## Texto fornecido
P. Gonçalo Portocarrero
de Almada*
«Isto é um escândalo! É melhor não ir à
igreja: vive assim, como ateu. Mas, se vai à igreja, […] dê um verdadeiro
testemunho,
não um contratestemunho».
Nem sempre é fácil a relação da Igreja com os
meios de comunicação social. Às vezes, reconheça-se, por culpa da própria
entidade eclesial, quando não se expressa da melhor forma; mas, geralmente, é
porque a mensagem cristã é deturpada no modo como é veiculada por alguma
comunicação social.
Veja-se, por exemplo, o que aconteceu com as
palavras proferidas pelo Papa, na primeira audiência geral deste ano. Como
muito bem apurou André Abrantes Amaral, Francisco, no passado dia 2, disse:
«Quantas vezes vemos o escândalo criado por aquelas pessoas que vão à igreja e
ficam lá todo o dia, ou vão lá todos os dias, e depois vivem odiando os outros,
ou falando mal das pessoas. Isto é um escândalo! É melhor não ir à igreja: vive
assim, como ateu. Mas, se vai à igreja, viva como filho, como irmão, e dê um
verdadeiro testemunho, não um contratestemunho».
O sentido óbvio das palavras do Papa
Francisco é o de que a vida cristã não se resume a umas quantas práticas
piedosas, mas exige um comportamento coerente com os princípios e valores
cristãos e, portanto, quem não queira assumir essas exigências, melhor é que
não se engane a si próprio, indo à igreja e repetindo umas quantas orações,
porque não é por isso que é cristão.
Mas a notícia, tal como foi divulgada pela
imprensa, não só não transmitia esta ideia como até fazia crer o contrário: “O
Papa Francisco afirmou que é preferível viver como ateu do que ir todos os dias
à igreja e passar a vida a odiar e criticar os outros, acrescentando que o
melhor é nem ir à igreja”! Ou seja, a ideia que uma certa imprensa passou é a
de que o Papa disse que é preferível ser ateu e que o melhor é nem ir à igreja!

## Material

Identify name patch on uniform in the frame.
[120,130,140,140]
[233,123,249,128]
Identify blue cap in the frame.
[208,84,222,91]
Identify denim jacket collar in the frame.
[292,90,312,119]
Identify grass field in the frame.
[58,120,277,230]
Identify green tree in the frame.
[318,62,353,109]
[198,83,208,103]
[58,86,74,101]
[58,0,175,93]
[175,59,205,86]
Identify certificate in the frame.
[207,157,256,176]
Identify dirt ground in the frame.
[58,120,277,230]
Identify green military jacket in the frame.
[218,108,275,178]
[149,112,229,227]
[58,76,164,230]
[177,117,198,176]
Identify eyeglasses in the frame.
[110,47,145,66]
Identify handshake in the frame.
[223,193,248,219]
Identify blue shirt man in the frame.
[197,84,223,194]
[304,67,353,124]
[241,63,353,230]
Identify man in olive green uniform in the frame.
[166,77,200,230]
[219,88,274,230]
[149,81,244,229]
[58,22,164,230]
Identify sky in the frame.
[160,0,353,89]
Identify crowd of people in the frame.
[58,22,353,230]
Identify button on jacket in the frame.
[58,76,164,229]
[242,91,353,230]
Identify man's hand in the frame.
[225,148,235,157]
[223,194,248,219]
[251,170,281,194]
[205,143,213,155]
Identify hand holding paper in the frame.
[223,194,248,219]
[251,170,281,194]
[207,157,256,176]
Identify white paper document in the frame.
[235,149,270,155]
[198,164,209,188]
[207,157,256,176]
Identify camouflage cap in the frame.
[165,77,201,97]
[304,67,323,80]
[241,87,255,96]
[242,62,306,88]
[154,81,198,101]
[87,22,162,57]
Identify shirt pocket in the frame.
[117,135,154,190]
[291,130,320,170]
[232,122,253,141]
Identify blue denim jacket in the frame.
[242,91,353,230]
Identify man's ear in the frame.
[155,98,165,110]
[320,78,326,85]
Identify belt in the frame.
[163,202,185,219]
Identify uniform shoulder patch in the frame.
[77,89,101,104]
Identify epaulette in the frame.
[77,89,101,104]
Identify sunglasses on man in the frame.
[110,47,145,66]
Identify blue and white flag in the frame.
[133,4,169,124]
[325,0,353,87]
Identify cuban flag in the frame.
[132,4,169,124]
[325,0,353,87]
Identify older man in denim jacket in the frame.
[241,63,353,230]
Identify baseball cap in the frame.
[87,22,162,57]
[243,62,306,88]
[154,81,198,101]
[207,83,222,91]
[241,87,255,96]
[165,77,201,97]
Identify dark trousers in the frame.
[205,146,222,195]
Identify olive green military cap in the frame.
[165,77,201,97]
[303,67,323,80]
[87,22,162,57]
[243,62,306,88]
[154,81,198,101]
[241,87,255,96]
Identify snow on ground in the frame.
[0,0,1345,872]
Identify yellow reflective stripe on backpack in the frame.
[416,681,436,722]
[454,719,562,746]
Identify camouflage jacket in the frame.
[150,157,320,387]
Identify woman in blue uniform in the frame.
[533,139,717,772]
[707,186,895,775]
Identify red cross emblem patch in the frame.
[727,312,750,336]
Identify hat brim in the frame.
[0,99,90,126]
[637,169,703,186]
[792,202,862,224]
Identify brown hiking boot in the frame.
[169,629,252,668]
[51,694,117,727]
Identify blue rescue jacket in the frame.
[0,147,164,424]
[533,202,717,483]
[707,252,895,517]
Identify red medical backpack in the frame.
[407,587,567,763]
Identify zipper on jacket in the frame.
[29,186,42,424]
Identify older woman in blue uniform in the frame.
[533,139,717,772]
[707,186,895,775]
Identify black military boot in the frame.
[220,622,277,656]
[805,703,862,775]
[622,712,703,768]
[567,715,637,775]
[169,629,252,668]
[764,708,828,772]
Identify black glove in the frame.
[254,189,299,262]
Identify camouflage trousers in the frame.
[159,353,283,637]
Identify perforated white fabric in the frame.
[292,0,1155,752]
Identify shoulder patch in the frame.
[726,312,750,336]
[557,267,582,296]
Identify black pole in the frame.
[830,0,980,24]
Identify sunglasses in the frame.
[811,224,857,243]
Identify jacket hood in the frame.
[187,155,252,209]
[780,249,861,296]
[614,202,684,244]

## O que fazer
a) Com base no texto fornecido, explique por que motivo a relação da Igreja com os meios de comunicação social nem sempre é fácil. Use de uma a três frases.
b) Indique se cada afirmação concorda com o texto fornecido e cite as palavras dele que o decidem: (i) o Papa Francisco proferiu as palavras citadas na primeira audiência geral do ano; (ii) a imprensa transmitiu corretamente o sentido das palavras do Papa; (iii) o texto atribui a André Abrantes Amaral a apuração do que o Papa disse.
c) Retome o texto fornecido, sobre a forma como a imprensa noticiou as palavras do Papa Francisco, e continue-o a partir da última frase apresentada.

## Respostas por tarefa
a) Às vezes, a culpa é da própria entidade eclesial, quando não se expressa da melhor forma. Geralmente, porém, a mensagem cristã é deturpada no modo como é veiculada por alguma comunicação social.

b)
(i) Sim: «na primeira audiência geral deste ano».
(ii) Não: «não só não transmitia esta ideia como até fazia crer o contrário».
(iii) Sim: «Como muito bem apurou André Abrantes Amaral».

c)
Claro que, ante uma tal conclusão, os ateus embandeiraram em arco, supondo que
até o Papa Francisco reconhece que a vida de um ateu pode ser mais virtuosa do
que a de um católico que frequenta assiduamente a igreja!
A enviesada exegese das palavras pontifícias,
talvez ambíguas na sua forma, mas obviamente correctas na sua essência, impediu
que os ateus se apercebessem da conclusão lógica desta mensagem de Francisco.
Com efeito, se o Papa diz que uma pessoa que odeia as outras não é católica,
mas sim ateia, na realidade está a afirmar que a caridade é uma característica
essencial, senão mesmo exclusiva, da fé cristã, enquanto o ódio e a
maledicência são atitudes próprias dos não-crentes, nomeadamente dos ateus.
Esta conclusão, que é óbvia, não é de facto abonatória dos que não acreditam em
Deus. Felizmente, como os ateus estavam tão entusiasmados com o que julgavam
ser as palavras do Papa Francisco, nem sequer repararam no verdadeiro sentido dessa
sua mensagem que, longe de os canonizar, ou preferir em relação aos crentes
menos coerentes, os considera como aqueles que habitualmente passam a vida a
odiar e a criticar os outros.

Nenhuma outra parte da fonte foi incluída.